AIM 1:
In the records, list every line between the line containing "Mark each instance of the gold" and the line containing "x=492 y=280", inclusive, as a numbered list with blank lines omitted.

[start EXCERPT TO READ]

![]() Carnegie Mellon University The DEPTHX explorer robot, with its sampling arm extended, prepares to take a sample from the underwater wall of the cenote known as La Pilita in Mexico. |
Sinkholes in Mexico -- those watery geological enigmas that have lured people to their banks for centuries -- don't easily reveal their deep, dark secrets.
But scientists are now collecting a mother lode of information about sinkholes known as "cenotes" in Mexico's central Gulf region, with help from roboticists at Carnegie Mellon University.
Controlled by CMU software, DEPTHX already has proven its value as a top-flight cenote explorer.
In a project funded by NASA, the robot that resembles a flattened orange last month explored La Pilita Cenote, which is 105 meters deep, and returned with maps, measurements, scientific analysis and other novel detail.
DEPTHX's first three-hour exploration of La Pilita on Feb. 5 ended with it surfacing on its own.
"It was like religious experience," said Bill Stone, owner of Stone Aerospace, who assembled the team of scientists from CMU and the universities of Arizona, Texas and Colorado to develop the robot.
Exploration of La Pilita is a warmup for a May 14-27 mission to plumb the 300-meter depths of El Zacaton Cenote, the world's deepest hydrothermal spring, and return with new details about its size, shape, possible origins and whether it harbors life.
While the deep-water journeys add to science, they also aid in developing DEPTHX's successors, which will be equipped to melt through Antarctic ice to explore hidden polar lakes and in time explore Jupiter's moon, Europa, where scientists hope it can melt through 10 kilometers of ice to search its oceans for signs of life.
DEPTHX has 36 on-board computers and 96 sensors including sonar, which operate on 100,000 lines of computer code. The robot also has onboard electrical power equivalent of 10 kilos of TNT stored in some of the largest lithium batteries ever assembled, Dr. Stone said.

[end EXCERPT TO READ]

AIM 2:
Reproduce the passage of the DEPTHX article between "Exploration of La Pilita is" and "it harbors life.", inclusive, word for word.

[start DATA SUPPLIED]

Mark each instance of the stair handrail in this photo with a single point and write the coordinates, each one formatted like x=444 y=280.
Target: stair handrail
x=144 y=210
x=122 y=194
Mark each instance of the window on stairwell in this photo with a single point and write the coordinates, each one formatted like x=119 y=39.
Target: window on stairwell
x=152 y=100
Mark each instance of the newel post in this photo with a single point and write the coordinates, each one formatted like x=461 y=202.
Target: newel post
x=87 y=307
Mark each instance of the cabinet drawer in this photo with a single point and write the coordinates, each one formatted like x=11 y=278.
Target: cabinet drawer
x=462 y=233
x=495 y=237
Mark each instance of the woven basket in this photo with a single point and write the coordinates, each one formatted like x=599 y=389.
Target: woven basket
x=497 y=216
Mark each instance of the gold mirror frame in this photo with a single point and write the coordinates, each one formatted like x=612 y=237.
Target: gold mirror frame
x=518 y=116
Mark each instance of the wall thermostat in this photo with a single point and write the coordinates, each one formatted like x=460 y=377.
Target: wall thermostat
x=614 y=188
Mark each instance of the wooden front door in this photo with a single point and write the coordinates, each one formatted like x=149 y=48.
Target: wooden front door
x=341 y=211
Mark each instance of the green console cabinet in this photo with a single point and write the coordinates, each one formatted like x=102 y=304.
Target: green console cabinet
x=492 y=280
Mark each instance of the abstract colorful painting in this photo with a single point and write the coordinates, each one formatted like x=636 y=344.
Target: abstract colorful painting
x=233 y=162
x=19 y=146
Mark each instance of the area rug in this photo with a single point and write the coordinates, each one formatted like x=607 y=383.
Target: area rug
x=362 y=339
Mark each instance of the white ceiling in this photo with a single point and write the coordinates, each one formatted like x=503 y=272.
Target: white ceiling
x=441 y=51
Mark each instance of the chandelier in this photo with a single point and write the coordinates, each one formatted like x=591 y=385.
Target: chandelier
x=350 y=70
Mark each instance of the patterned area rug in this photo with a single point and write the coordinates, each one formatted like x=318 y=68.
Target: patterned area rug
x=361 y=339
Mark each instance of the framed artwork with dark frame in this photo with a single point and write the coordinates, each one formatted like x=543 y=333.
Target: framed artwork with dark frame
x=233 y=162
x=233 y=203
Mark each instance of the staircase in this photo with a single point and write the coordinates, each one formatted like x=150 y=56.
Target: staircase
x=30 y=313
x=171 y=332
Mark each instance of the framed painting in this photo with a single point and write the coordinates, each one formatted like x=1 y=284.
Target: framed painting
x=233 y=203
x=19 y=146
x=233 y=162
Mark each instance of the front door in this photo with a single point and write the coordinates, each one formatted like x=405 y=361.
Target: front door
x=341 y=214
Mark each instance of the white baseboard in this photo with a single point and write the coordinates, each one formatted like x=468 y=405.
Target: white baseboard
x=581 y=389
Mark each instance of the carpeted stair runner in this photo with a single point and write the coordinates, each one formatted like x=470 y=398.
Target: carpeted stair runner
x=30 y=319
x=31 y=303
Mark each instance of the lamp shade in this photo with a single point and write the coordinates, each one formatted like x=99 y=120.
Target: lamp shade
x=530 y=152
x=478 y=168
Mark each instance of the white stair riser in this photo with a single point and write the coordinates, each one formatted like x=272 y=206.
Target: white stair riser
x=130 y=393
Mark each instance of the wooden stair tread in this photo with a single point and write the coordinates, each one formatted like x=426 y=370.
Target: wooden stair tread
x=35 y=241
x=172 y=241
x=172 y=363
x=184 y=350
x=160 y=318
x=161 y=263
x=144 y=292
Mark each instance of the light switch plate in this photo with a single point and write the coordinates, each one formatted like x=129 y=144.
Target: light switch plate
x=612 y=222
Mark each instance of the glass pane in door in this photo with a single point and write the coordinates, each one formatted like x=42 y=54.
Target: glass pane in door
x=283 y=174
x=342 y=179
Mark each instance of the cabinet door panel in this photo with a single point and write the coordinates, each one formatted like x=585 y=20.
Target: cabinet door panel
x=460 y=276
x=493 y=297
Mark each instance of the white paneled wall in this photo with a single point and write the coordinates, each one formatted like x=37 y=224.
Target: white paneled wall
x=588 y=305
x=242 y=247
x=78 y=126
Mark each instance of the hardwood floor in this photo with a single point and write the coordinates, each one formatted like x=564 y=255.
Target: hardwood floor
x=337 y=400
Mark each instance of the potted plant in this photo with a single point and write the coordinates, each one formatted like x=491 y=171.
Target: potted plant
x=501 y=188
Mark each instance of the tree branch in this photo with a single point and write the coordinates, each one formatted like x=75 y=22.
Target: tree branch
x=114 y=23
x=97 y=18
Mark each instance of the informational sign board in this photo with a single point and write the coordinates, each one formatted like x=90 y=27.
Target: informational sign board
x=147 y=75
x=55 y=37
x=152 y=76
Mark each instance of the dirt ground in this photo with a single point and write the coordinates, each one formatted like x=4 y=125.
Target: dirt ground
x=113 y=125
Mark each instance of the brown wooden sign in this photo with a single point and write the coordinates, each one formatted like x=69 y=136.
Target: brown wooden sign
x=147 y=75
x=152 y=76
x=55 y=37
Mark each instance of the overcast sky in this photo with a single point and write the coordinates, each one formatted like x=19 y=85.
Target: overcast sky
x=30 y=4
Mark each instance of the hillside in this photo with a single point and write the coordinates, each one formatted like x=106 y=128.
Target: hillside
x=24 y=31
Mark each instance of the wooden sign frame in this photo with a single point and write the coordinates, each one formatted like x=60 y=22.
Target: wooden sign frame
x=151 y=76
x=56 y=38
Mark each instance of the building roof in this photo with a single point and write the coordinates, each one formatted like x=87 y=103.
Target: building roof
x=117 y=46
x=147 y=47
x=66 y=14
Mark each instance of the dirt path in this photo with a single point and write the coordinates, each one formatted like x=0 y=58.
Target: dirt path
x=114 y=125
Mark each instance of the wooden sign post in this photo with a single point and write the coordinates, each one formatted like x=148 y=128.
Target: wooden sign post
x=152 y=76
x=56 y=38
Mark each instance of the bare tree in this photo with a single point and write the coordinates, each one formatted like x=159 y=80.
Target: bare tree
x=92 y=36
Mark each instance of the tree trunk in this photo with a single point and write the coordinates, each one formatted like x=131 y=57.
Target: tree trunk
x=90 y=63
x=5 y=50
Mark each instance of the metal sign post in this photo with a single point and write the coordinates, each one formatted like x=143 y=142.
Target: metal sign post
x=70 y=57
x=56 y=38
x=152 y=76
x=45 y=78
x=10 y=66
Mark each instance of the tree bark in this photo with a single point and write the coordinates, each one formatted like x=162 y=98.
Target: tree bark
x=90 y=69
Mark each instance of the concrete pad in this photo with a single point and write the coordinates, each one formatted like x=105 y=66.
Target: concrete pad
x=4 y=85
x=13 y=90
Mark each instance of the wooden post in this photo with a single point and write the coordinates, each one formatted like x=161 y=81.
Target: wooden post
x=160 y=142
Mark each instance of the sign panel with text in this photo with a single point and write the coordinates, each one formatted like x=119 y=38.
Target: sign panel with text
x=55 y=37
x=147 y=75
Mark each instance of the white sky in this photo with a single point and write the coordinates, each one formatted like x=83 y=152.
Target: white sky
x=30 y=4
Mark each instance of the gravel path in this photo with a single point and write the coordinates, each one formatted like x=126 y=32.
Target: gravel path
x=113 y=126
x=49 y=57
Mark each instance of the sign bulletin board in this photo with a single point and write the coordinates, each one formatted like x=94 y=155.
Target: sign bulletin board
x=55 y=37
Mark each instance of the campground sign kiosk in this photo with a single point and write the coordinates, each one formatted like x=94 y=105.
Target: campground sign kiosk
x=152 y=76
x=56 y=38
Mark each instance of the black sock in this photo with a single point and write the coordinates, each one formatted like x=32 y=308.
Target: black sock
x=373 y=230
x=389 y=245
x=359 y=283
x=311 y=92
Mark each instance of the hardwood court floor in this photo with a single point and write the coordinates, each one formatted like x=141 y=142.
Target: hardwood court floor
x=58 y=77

[end DATA SUPPLIED]

TASK OUTPUT 1:
1. Mark each instance of the gold mirror frame in this photo with a single point and write the coordinates, each one formatted like x=612 y=237.
2. Target: gold mirror frame
3. x=518 y=116
4. Mark each instance of the wall thermostat in this photo with a single point and write the coordinates, each one formatted like x=460 y=377.
5. Target: wall thermostat
6. x=614 y=188
7. Mark each instance of the wooden front door in this photo with a single point and write the coordinates, each one formatted like x=149 y=48.
8. Target: wooden front door
9. x=341 y=211
10. Mark each instance of the green console cabinet in this photo with a single point and write the coordinates, each one formatted like x=102 y=304.
11. Target: green console cabinet
12. x=492 y=280

TASK OUTPUT 2:
Exploration of La Pilita is a warmup for a May 14-27 mission to plumb the 300-meter depths of El Zacaton Cenote, the world's deepest hydrothermal spring, and return with new details about its size, shape, possible origins and whether it harbors life.